• [Task list]
1. Answer these questions using the review of Super.
(a) Which actress plays Sarah?
(b) What name does Libby go by as Frank's sidekick?
(c) Who plays the drug dealer Jacques?
2. From the review of Super, duplicate word for word the part that starts with the words "After losing the" and ends with "Libby (Ellen Page)".

• [Extract provided]
>>>>>

Director: James Gunn (2010) |
Super centres on Frank (Rainn Wilson), a
man who chooses to fight back against the criminals in the town where he lives.
After losing the love of his life Sarah (Liv Tyler) to a drug dealer who causes
her to relapse, he takes matters into his own hands to clean up the streets and
extract his revenge. Director James Gunn gives us a completely outlandish
satire on superheroes, but one that often caused me to grimace when I should
have been laughing.
It’s pretty obvious that Frank is a very
deluded individual. Even though Sarah takes her possessions with her, he’s
convinced that she’s been kidnapped. After a bizarre scene that is interpreted
as a message from God, Frank sees this as a reason to don a costume and cowl to
take vengeance on those who break the law. While his vigilante actions are presented
as good intentions, he lacks the abilities and morals to do the job with any
degree of success. Befriending the comic book store working Libby (Ellen Page)
they team up to make a team of deranged crime busting lunatics.
The message that Super portrays is bewildering.
While yes, Frank attacks criminals, and there's nothing wrong with a child
molester getting smashed in the face with a pipe wrench, things soon get taken
too far. Some people (drug dealers, muggers) also deserve such a violent
punishment, while others (people who cut lines at the cinema) shouldn’t be
beaten within an inch of their life. While no one likes line cutters, Frank
exhibits the traits of a psychopath, almost instantaneously causing a total
loss of empathy for him. He claims this is a task set to him by god, which
makes for genuinely unsettling viewing. Gunn attempts to conceal this by
sprinkling in some actually funny humour, but the laughter is drowned out by Libby,
who becomes his maniacal kid sidekick, Boltie. While Page puts in an electric
and quirky performance, though her character multiplies the films psychopathic
nature, almost bludgeoning a man to death with a statue just for maybe keying her friend’s car. The
misplaced anger and rage of the first 2 acts is finally focused through the
climax, an assault on the drug dealing, wife stealing swine Jacques (an ace
Kevin Bacon). The action is solid, making for an eventful and explosive climax
So, after 80 minutes of flitting between a
black comedy and brutal violence, Super finishes with the strangest of endings.

<<<<<

Collected data entries:
>>>>>

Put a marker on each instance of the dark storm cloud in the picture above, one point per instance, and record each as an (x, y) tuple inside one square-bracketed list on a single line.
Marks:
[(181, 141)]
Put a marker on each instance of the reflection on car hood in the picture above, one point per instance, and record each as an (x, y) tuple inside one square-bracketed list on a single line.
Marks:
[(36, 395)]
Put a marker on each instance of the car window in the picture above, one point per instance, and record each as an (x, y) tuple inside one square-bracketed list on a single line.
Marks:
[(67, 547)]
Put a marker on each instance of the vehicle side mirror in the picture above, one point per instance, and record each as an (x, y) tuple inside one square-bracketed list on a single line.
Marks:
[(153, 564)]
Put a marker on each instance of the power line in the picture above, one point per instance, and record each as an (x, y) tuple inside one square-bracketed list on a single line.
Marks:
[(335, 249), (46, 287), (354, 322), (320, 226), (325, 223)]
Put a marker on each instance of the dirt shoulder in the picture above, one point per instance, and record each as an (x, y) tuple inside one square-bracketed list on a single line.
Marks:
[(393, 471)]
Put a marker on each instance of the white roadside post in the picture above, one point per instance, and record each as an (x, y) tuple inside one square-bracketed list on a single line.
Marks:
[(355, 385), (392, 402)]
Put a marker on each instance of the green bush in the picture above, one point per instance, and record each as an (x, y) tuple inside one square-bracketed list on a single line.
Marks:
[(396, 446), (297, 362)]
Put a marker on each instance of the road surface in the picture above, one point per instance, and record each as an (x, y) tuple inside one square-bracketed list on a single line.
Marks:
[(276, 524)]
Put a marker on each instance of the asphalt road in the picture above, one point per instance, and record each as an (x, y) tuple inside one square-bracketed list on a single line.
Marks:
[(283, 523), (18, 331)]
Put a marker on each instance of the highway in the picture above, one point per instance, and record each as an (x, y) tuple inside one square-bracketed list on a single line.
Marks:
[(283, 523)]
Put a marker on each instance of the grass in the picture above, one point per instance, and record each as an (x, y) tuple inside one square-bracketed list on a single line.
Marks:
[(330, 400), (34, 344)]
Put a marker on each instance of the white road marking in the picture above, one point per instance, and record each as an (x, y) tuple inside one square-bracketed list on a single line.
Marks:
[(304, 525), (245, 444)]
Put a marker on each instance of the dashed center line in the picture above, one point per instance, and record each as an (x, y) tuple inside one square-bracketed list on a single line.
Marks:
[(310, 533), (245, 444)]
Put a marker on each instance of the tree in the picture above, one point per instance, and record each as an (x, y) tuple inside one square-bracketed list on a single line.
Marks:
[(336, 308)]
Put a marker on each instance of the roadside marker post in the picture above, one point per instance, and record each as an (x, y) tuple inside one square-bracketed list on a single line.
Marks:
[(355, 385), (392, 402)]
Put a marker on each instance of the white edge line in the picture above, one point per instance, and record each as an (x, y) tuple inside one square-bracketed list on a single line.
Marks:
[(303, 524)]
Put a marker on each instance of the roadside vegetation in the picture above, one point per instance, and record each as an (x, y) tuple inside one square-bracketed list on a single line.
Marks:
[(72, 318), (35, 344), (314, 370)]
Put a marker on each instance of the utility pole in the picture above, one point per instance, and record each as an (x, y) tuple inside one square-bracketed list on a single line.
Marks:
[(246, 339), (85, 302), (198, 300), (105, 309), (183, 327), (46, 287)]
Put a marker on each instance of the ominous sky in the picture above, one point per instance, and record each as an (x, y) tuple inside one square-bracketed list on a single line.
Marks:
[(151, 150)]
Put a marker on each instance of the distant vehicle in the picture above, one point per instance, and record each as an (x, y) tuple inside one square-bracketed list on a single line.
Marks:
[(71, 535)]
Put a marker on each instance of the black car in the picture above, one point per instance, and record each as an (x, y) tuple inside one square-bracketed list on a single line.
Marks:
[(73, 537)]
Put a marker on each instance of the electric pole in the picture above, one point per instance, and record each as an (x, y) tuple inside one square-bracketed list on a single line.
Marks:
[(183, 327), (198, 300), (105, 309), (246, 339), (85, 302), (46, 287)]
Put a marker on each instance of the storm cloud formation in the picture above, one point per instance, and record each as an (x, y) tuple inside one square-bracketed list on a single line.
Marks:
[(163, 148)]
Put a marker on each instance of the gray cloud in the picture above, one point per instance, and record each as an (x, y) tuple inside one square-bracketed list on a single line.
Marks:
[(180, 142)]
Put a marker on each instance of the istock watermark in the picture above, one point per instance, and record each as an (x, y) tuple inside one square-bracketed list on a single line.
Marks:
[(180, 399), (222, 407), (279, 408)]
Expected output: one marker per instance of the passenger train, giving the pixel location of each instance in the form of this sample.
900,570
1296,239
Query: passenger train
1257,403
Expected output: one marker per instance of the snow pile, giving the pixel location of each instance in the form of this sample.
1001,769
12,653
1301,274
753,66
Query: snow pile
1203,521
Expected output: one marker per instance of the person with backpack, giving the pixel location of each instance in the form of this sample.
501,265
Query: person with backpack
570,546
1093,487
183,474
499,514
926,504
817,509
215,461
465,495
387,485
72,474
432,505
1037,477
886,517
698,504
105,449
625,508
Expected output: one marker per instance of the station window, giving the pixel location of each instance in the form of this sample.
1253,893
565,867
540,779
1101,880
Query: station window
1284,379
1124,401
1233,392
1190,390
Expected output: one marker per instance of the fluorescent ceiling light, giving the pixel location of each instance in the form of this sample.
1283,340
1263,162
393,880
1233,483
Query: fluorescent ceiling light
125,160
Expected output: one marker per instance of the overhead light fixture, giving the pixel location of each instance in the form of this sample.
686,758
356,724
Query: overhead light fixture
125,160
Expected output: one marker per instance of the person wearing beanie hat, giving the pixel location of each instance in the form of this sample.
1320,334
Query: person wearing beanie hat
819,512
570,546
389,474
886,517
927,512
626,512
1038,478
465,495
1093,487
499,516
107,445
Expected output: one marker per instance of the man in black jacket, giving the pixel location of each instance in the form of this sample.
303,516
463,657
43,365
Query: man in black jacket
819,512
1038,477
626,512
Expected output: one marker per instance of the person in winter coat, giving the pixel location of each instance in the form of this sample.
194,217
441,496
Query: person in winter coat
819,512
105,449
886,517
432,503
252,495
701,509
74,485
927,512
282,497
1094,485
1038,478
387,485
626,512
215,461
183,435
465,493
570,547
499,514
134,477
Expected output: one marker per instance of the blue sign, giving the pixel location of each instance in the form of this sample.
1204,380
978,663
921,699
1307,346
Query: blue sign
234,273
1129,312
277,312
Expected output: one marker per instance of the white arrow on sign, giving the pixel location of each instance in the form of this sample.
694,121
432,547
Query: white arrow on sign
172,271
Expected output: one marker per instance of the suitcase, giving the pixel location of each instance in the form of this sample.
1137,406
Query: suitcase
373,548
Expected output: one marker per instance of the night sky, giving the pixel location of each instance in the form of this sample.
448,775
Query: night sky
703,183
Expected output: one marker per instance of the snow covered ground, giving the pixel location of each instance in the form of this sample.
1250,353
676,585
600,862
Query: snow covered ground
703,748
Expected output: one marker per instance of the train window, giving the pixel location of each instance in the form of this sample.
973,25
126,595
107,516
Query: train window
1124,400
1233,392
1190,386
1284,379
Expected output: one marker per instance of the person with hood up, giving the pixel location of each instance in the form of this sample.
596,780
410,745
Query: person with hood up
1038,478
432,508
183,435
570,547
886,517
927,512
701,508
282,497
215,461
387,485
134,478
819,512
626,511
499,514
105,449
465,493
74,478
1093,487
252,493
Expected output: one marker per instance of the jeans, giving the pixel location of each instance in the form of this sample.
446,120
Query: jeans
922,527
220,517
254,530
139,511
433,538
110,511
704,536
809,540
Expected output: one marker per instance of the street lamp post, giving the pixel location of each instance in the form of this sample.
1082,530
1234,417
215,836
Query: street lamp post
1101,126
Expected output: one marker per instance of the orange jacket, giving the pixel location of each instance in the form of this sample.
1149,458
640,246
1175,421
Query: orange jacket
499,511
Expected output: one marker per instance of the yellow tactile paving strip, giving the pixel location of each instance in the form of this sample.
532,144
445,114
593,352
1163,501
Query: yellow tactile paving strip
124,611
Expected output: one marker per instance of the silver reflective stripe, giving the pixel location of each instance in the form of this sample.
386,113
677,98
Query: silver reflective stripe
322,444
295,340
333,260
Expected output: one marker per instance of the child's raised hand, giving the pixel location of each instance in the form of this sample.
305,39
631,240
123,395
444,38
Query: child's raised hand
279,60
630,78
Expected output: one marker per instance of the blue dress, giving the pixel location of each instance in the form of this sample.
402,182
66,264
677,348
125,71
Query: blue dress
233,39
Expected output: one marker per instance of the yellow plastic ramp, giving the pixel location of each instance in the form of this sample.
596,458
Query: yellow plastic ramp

<<<<<

• [Task answers]
1.
(a) Liv Tyler
(b) Boltie
(c) Kevin Bacon

2.
After losing the love of his life Sarah (Liv Tyler) to a drug dealer who causes
her to relapse, he takes matters into his own hands to clean up the streets and
extract his revenge. Director James Gunn gives us a completely outlandish
satire on superheroes, but one that often caused me to grimace when I should
have been laughing.
It’s pretty obvious that Frank is a very
deluded individual. Even though Sarah takes her possessions with her, he’s
convinced that she’s been kidnapped. After a bizarre scene that is interpreted
as a message from God, Frank sees this as a reason to don a costume and cowl to
take vengeance on those who break the law. While his vigilante actions are presented
as good intentions, he lacks the abilities and morals to do the job with any
degree of success. Befriending the comic book store working Libby (Ellen Page)